AIM OF THE TASK ▸ Swap every "Annotate" for "Mark" in the rows below, and leave everything else unchanged.

****

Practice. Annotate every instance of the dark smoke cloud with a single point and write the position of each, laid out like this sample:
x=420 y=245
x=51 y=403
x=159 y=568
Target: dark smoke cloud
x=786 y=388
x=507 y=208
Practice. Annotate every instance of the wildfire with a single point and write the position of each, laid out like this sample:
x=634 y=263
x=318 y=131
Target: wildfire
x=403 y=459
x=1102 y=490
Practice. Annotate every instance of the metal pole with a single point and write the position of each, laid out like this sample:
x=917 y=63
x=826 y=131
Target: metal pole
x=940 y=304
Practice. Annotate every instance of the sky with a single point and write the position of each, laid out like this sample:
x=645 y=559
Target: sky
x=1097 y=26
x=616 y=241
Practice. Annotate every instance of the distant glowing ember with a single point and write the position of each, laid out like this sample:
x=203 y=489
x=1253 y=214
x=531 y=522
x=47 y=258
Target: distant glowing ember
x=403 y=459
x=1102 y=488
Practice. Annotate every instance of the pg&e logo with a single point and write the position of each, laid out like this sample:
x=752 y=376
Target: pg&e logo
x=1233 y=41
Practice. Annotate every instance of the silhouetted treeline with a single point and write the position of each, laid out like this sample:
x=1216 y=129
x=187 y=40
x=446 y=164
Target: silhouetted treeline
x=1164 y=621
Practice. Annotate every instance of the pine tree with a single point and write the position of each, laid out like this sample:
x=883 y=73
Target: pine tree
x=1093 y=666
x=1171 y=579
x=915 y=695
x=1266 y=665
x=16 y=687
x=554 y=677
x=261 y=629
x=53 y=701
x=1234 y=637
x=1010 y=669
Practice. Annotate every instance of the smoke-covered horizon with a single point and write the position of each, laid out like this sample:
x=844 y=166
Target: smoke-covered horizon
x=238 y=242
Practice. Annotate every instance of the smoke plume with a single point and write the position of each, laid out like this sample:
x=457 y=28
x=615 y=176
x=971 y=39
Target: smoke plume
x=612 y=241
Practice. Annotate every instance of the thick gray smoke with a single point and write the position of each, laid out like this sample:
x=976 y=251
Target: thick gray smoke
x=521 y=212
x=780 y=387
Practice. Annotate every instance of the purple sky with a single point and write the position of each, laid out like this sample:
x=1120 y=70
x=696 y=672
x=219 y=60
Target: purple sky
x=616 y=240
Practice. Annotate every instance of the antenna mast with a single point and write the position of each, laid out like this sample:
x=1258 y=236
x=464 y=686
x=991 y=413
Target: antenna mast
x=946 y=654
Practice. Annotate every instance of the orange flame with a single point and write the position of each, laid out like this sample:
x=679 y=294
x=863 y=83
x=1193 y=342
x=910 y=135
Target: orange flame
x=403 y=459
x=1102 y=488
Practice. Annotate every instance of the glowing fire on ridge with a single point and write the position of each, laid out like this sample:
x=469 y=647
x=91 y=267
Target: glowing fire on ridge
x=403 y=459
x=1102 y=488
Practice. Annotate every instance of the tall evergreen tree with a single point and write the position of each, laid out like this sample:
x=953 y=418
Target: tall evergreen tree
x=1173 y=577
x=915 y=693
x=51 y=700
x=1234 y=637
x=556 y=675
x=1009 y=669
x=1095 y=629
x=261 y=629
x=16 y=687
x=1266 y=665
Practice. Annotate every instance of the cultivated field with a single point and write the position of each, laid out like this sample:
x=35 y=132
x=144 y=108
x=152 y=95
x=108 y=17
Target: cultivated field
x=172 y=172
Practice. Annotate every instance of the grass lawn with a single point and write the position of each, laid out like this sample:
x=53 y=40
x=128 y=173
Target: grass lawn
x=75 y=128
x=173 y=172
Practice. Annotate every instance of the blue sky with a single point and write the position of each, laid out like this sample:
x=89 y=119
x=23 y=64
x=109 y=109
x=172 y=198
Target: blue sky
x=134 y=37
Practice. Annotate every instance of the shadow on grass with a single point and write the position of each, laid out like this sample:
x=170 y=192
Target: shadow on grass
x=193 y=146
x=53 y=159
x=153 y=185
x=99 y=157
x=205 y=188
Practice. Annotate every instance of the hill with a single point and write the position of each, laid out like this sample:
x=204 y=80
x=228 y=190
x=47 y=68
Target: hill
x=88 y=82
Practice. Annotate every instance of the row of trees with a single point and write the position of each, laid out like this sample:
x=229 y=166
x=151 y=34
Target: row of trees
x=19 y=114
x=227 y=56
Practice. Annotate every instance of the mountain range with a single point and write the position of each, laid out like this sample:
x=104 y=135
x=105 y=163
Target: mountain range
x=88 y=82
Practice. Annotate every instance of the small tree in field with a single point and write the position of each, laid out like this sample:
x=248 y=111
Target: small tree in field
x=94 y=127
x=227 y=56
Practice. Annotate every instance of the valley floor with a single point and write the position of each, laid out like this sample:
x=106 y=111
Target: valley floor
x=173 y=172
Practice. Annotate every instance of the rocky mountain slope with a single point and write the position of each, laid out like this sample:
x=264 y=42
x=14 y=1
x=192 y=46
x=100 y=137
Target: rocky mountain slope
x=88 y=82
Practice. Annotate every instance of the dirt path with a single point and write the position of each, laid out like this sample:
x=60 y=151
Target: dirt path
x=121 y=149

****

THE ANSWER ▸
Practice. Mark every instance of the dark smoke cloud with a single point and write the position of each, laid out like this sample:
x=420 y=245
x=51 y=403
x=159 y=568
Target: dark smoke cloud
x=786 y=388
x=507 y=208
Practice. Mark every instance of the wildfire with a single point and write the position of each, laid out like this sample:
x=634 y=263
x=318 y=131
Target: wildfire
x=403 y=459
x=1102 y=490
Practice. Mark every instance of the metal pole with a single point and write the position of each, laid out like this sample:
x=917 y=63
x=826 y=131
Target: metal pole
x=940 y=304
Practice. Mark every instance of the sky with a single point and write the position of each, laid out like this sample:
x=645 y=559
Target: sky
x=1097 y=26
x=616 y=241
Practice. Mark every instance of the distant glowing ember with a single point and write the position of each, laid out like this sample:
x=203 y=489
x=1253 y=214
x=531 y=522
x=47 y=258
Target: distant glowing ember
x=403 y=459
x=1102 y=488
Practice. Mark every instance of the pg&e logo with a single point and write the position of each, laid out like this sample:
x=752 y=376
Target: pg&e logo
x=1233 y=41
Practice. Mark every instance of the silhouetted treeline with a single point and write the position of each, laid out like this sample:
x=1216 y=129
x=187 y=40
x=446 y=164
Target: silhouetted treeline
x=1164 y=621
Practice. Mark every instance of the pine tree with a single point and write the position of each, laid out like this sample:
x=883 y=73
Target: pine tree
x=1093 y=666
x=1171 y=579
x=915 y=695
x=1266 y=665
x=16 y=687
x=554 y=677
x=261 y=629
x=53 y=701
x=1234 y=637
x=1010 y=669
Practice. Mark every instance of the smoke-covered horizon with a single point and write the position of each, laid out like this sample:
x=844 y=166
Target: smoke-covered horizon
x=238 y=242
Practice. Mark every instance of the smoke plume with a single point and write the position of each, laid out like this sample:
x=457 y=28
x=615 y=176
x=971 y=39
Target: smoke plume
x=612 y=241
Practice. Mark every instance of the thick gray smoke with a single point and write the position of each, laid out like this sample:
x=976 y=251
Target: thick gray smoke
x=521 y=212
x=780 y=387
Practice. Mark every instance of the purple sky with a single point and write the position of each, laid out like this sample:
x=1120 y=70
x=696 y=672
x=219 y=60
Target: purple sky
x=616 y=240
Practice. Mark every instance of the antenna mast with a single point and write the position of each, laid out like this sample:
x=1258 y=236
x=464 y=686
x=991 y=413
Target: antenna mast
x=946 y=654
Practice. Mark every instance of the orange flame with a single point and write the position of each, laid out like this sample:
x=679 y=294
x=863 y=83
x=1193 y=342
x=910 y=135
Target: orange flame
x=403 y=459
x=1102 y=488
Practice. Mark every instance of the glowing fire on ridge with a single point and write the position of each, laid out like this sample:
x=469 y=647
x=91 y=267
Target: glowing fire on ridge
x=403 y=459
x=1102 y=488
Practice. Mark every instance of the tall evergreen tree with a single point and write the position of each, laid out like this sample:
x=953 y=418
Target: tall evergreen tree
x=1173 y=577
x=915 y=693
x=51 y=700
x=1234 y=637
x=556 y=675
x=1009 y=669
x=1095 y=629
x=261 y=629
x=16 y=687
x=1266 y=665
Practice. Mark every instance of the cultivated field with a single point and write the position of each, laid out like this sample:
x=35 y=132
x=144 y=108
x=152 y=95
x=108 y=17
Target: cultivated field
x=172 y=172
Practice. Mark every instance of the grass lawn with a single point and write the position of each, laid out like this sample:
x=53 y=40
x=128 y=173
Target: grass lawn
x=75 y=128
x=173 y=172
Practice. Mark every instance of the blue sky with a single point and write the position of each, laid out like this sample:
x=89 y=119
x=23 y=64
x=109 y=109
x=172 y=198
Target: blue sky
x=134 y=37
Practice. Mark every instance of the shadow on grass with a single point and write the position of each, laid out like this sample:
x=170 y=192
Target: shadow on grass
x=193 y=146
x=53 y=159
x=153 y=185
x=99 y=157
x=205 y=188
Practice. Mark every instance of the hill with a single point and write the position of each, laid out like this sample:
x=204 y=80
x=228 y=190
x=47 y=68
Target: hill
x=88 y=82
Practice. Mark every instance of the row of trees with a single point and write the position of each, laid out like this sample:
x=229 y=166
x=151 y=34
Target: row of trees
x=19 y=114
x=227 y=56
Practice. Mark every instance of the mountain range with a single point and write the position of each, laid out like this sample:
x=104 y=135
x=105 y=163
Target: mountain range
x=88 y=82
Practice. Mark every instance of the small tree in field with a single point and write the position of each, laid out like this sample:
x=248 y=111
Target: small tree in field
x=94 y=127
x=227 y=56
Practice. Mark every instance of the valley floor with a single point and write the position of each, laid out like this sample:
x=106 y=111
Target: valley floor
x=173 y=172
Practice. Mark every instance of the rocky mountain slope with a single point and write the position of each, laid out like this sample:
x=264 y=42
x=14 y=1
x=192 y=46
x=100 y=137
Target: rocky mountain slope
x=88 y=82
Practice. Mark every instance of the dirt path with a single point and write the position of each, laid out like this sample:
x=60 y=151
Target: dirt path
x=121 y=149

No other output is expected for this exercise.